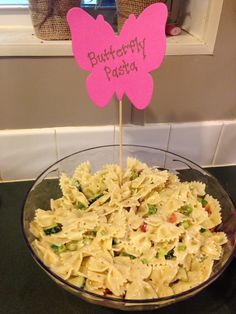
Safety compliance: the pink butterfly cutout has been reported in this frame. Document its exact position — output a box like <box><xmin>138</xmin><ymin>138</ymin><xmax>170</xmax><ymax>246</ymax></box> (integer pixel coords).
<box><xmin>67</xmin><ymin>3</ymin><xmax>168</xmax><ymax>109</ymax></box>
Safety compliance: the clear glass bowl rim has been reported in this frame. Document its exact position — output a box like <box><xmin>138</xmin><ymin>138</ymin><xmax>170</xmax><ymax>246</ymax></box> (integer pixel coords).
<box><xmin>21</xmin><ymin>144</ymin><xmax>236</xmax><ymax>305</ymax></box>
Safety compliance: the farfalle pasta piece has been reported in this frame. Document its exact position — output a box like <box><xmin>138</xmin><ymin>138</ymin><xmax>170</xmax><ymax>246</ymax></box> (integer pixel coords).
<box><xmin>150</xmin><ymin>261</ymin><xmax>178</xmax><ymax>287</ymax></box>
<box><xmin>128</xmin><ymin>258</ymin><xmax>152</xmax><ymax>281</ymax></box>
<box><xmin>189</xmin><ymin>181</ymin><xmax>206</xmax><ymax>196</ymax></box>
<box><xmin>125</xmin><ymin>280</ymin><xmax>157</xmax><ymax>300</ymax></box>
<box><xmin>130</xmin><ymin>231</ymin><xmax>151</xmax><ymax>253</ymax></box>
<box><xmin>152</xmin><ymin>222</ymin><xmax>183</xmax><ymax>242</ymax></box>
<box><xmin>30</xmin><ymin>158</ymin><xmax>228</xmax><ymax>299</ymax></box>
<box><xmin>202</xmin><ymin>194</ymin><xmax>222</xmax><ymax>229</ymax></box>
<box><xmin>105</xmin><ymin>265</ymin><xmax>127</xmax><ymax>296</ymax></box>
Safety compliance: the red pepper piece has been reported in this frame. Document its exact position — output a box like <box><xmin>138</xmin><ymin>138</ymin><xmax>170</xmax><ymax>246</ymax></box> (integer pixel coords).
<box><xmin>139</xmin><ymin>222</ymin><xmax>147</xmax><ymax>232</ymax></box>
<box><xmin>168</xmin><ymin>213</ymin><xmax>177</xmax><ymax>224</ymax></box>
<box><xmin>103</xmin><ymin>288</ymin><xmax>112</xmax><ymax>296</ymax></box>
<box><xmin>205</xmin><ymin>205</ymin><xmax>212</xmax><ymax>216</ymax></box>
<box><xmin>165</xmin><ymin>179</ymin><xmax>171</xmax><ymax>188</ymax></box>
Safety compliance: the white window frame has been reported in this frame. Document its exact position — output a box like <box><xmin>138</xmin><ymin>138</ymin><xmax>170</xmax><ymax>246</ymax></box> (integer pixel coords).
<box><xmin>0</xmin><ymin>0</ymin><xmax>223</xmax><ymax>56</ymax></box>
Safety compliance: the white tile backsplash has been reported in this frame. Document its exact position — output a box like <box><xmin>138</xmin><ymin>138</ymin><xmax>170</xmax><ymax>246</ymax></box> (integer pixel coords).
<box><xmin>121</xmin><ymin>124</ymin><xmax>170</xmax><ymax>150</ymax></box>
<box><xmin>168</xmin><ymin>121</ymin><xmax>223</xmax><ymax>166</ymax></box>
<box><xmin>56</xmin><ymin>126</ymin><xmax>114</xmax><ymax>159</ymax></box>
<box><xmin>0</xmin><ymin>121</ymin><xmax>236</xmax><ymax>181</ymax></box>
<box><xmin>214</xmin><ymin>120</ymin><xmax>236</xmax><ymax>165</ymax></box>
<box><xmin>0</xmin><ymin>129</ymin><xmax>56</xmax><ymax>181</ymax></box>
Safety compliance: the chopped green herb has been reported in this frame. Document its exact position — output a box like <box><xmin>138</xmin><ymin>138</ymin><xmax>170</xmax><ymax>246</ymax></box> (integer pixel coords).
<box><xmin>178</xmin><ymin>244</ymin><xmax>187</xmax><ymax>252</ymax></box>
<box><xmin>120</xmin><ymin>252</ymin><xmax>136</xmax><ymax>259</ymax></box>
<box><xmin>66</xmin><ymin>241</ymin><xmax>78</xmax><ymax>251</ymax></box>
<box><xmin>75</xmin><ymin>202</ymin><xmax>86</xmax><ymax>210</ymax></box>
<box><xmin>112</xmin><ymin>238</ymin><xmax>119</xmax><ymax>246</ymax></box>
<box><xmin>100</xmin><ymin>230</ymin><xmax>108</xmax><ymax>236</ymax></box>
<box><xmin>165</xmin><ymin>249</ymin><xmax>174</xmax><ymax>260</ymax></box>
<box><xmin>83</xmin><ymin>238</ymin><xmax>93</xmax><ymax>245</ymax></box>
<box><xmin>43</xmin><ymin>224</ymin><xmax>62</xmax><ymax>235</ymax></box>
<box><xmin>89</xmin><ymin>193</ymin><xmax>103</xmax><ymax>205</ymax></box>
<box><xmin>75</xmin><ymin>180</ymin><xmax>82</xmax><ymax>192</ymax></box>
<box><xmin>68</xmin><ymin>276</ymin><xmax>85</xmax><ymax>288</ymax></box>
<box><xmin>182</xmin><ymin>220</ymin><xmax>190</xmax><ymax>229</ymax></box>
<box><xmin>180</xmin><ymin>204</ymin><xmax>193</xmax><ymax>216</ymax></box>
<box><xmin>130</xmin><ymin>169</ymin><xmax>139</xmax><ymax>181</ymax></box>
<box><xmin>51</xmin><ymin>244</ymin><xmax>66</xmax><ymax>253</ymax></box>
<box><xmin>148</xmin><ymin>204</ymin><xmax>157</xmax><ymax>215</ymax></box>
<box><xmin>155</xmin><ymin>248</ymin><xmax>166</xmax><ymax>259</ymax></box>
<box><xmin>197</xmin><ymin>196</ymin><xmax>208</xmax><ymax>207</ymax></box>
<box><xmin>141</xmin><ymin>258</ymin><xmax>149</xmax><ymax>265</ymax></box>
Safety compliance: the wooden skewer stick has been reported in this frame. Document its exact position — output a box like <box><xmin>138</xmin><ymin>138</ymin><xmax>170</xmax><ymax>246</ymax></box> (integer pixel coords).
<box><xmin>119</xmin><ymin>100</ymin><xmax>123</xmax><ymax>180</ymax></box>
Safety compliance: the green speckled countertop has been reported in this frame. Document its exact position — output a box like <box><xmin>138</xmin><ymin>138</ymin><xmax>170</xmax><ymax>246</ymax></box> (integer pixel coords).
<box><xmin>0</xmin><ymin>166</ymin><xmax>236</xmax><ymax>314</ymax></box>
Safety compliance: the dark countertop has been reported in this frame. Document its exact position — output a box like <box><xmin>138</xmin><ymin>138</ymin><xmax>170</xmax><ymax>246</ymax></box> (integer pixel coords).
<box><xmin>0</xmin><ymin>166</ymin><xmax>236</xmax><ymax>314</ymax></box>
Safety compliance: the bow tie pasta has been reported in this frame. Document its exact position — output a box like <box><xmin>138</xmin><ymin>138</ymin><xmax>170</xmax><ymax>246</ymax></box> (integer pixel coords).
<box><xmin>30</xmin><ymin>157</ymin><xmax>227</xmax><ymax>299</ymax></box>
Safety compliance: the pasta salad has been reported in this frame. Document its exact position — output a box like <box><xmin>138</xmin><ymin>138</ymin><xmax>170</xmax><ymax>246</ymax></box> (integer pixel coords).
<box><xmin>30</xmin><ymin>157</ymin><xmax>227</xmax><ymax>299</ymax></box>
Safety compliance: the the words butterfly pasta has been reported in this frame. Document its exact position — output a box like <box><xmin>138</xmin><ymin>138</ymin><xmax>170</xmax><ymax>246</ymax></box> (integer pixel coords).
<box><xmin>67</xmin><ymin>3</ymin><xmax>168</xmax><ymax>109</ymax></box>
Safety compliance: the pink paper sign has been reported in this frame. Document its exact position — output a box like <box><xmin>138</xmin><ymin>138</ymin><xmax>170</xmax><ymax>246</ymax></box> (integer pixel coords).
<box><xmin>67</xmin><ymin>3</ymin><xmax>168</xmax><ymax>109</ymax></box>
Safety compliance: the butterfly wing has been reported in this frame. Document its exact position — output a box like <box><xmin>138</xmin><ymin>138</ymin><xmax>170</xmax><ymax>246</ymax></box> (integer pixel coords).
<box><xmin>126</xmin><ymin>72</ymin><xmax>153</xmax><ymax>110</ymax></box>
<box><xmin>67</xmin><ymin>8</ymin><xmax>115</xmax><ymax>72</ymax></box>
<box><xmin>120</xmin><ymin>3</ymin><xmax>168</xmax><ymax>72</ymax></box>
<box><xmin>86</xmin><ymin>69</ymin><xmax>114</xmax><ymax>108</ymax></box>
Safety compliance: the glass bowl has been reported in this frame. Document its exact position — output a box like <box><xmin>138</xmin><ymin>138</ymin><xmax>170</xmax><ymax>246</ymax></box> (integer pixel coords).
<box><xmin>22</xmin><ymin>145</ymin><xmax>236</xmax><ymax>311</ymax></box>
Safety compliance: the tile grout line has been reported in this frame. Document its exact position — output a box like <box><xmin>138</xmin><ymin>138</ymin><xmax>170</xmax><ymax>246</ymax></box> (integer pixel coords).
<box><xmin>212</xmin><ymin>121</ymin><xmax>225</xmax><ymax>165</ymax></box>
<box><xmin>164</xmin><ymin>123</ymin><xmax>172</xmax><ymax>168</ymax></box>
<box><xmin>54</xmin><ymin>129</ymin><xmax>59</xmax><ymax>161</ymax></box>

□ □ □

# [Your goal]
Give back exactly the lines from the line holding "Safety compliance: the butterfly" through the last line of the listing, including both.

# [The response]
Safety compliance: the butterfly wing has been reported in this frame. Document its exact position — output a box like <box><xmin>138</xmin><ymin>138</ymin><xmax>170</xmax><ymax>246</ymax></box> (integer pixel coords).
<box><xmin>126</xmin><ymin>72</ymin><xmax>153</xmax><ymax>110</ymax></box>
<box><xmin>67</xmin><ymin>8</ymin><xmax>115</xmax><ymax>72</ymax></box>
<box><xmin>120</xmin><ymin>3</ymin><xmax>168</xmax><ymax>72</ymax></box>
<box><xmin>86</xmin><ymin>69</ymin><xmax>114</xmax><ymax>108</ymax></box>
Safety compliance: the glass bowl has been reported in this frame. Document its exact position — output a box like <box><xmin>138</xmin><ymin>138</ymin><xmax>170</xmax><ymax>246</ymax></box> (integer pixel coords).
<box><xmin>22</xmin><ymin>145</ymin><xmax>236</xmax><ymax>311</ymax></box>
Safety compliance: the tile grout line has been reported in this frame. Document its exact position — output a box like <box><xmin>138</xmin><ymin>138</ymin><xmax>170</xmax><ymax>246</ymax></box> (integer pixel coords).
<box><xmin>212</xmin><ymin>121</ymin><xmax>225</xmax><ymax>165</ymax></box>
<box><xmin>164</xmin><ymin>123</ymin><xmax>172</xmax><ymax>168</ymax></box>
<box><xmin>54</xmin><ymin>129</ymin><xmax>59</xmax><ymax>161</ymax></box>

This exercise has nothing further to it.